- [RECORD EXTRACTS]:

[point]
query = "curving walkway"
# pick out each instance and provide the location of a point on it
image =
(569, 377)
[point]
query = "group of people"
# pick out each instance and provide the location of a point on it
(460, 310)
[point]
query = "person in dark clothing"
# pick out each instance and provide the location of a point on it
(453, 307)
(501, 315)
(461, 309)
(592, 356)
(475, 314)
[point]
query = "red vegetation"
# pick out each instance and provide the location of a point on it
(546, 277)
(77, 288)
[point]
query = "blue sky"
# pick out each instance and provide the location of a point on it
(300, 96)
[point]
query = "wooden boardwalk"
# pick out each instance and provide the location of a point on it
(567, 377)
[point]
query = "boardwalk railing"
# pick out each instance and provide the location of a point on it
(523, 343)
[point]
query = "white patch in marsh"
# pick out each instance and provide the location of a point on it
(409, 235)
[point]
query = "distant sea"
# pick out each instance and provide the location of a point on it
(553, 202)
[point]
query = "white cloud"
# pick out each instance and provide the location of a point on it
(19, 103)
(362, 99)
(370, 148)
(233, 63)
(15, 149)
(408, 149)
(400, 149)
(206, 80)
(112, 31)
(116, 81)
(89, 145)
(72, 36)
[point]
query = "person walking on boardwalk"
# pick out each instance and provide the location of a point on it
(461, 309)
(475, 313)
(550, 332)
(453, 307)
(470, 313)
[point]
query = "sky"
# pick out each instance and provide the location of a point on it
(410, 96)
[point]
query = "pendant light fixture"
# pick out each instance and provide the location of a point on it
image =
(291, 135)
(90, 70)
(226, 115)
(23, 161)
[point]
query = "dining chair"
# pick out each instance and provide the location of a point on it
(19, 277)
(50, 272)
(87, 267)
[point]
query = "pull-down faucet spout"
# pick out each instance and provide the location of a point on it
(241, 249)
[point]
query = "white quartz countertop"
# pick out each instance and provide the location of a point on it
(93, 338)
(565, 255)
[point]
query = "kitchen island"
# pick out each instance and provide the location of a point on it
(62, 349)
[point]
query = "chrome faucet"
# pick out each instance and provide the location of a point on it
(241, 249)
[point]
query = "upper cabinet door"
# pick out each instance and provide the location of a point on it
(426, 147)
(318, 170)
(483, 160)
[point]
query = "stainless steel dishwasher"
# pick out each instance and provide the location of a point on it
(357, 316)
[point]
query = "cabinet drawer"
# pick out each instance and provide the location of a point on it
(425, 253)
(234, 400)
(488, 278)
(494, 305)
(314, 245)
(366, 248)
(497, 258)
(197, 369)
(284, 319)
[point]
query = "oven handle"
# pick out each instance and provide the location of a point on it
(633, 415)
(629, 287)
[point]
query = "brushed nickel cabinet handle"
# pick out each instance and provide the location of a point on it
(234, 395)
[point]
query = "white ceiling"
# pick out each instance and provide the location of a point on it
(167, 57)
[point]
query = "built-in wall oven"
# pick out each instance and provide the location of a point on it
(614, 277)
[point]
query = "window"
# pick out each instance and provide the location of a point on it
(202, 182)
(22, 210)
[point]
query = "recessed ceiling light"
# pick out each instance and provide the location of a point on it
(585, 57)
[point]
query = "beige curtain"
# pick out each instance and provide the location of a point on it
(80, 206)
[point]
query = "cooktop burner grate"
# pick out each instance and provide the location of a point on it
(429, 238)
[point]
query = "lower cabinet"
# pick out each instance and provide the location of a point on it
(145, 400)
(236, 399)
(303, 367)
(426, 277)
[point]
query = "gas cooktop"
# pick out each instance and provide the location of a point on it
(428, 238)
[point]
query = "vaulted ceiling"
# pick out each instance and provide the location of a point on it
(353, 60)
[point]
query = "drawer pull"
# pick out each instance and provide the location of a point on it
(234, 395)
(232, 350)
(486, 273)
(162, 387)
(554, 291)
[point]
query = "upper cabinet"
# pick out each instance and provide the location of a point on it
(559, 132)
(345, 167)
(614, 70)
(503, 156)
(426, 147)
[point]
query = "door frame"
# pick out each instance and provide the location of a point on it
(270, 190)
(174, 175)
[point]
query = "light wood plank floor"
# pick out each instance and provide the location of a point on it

- [STATED GOAL]: Count the lines in the rows above that contain the string "door": how many are there? Reply with the number only.

- [SOLUTION TO THIS EXERCISE]: 2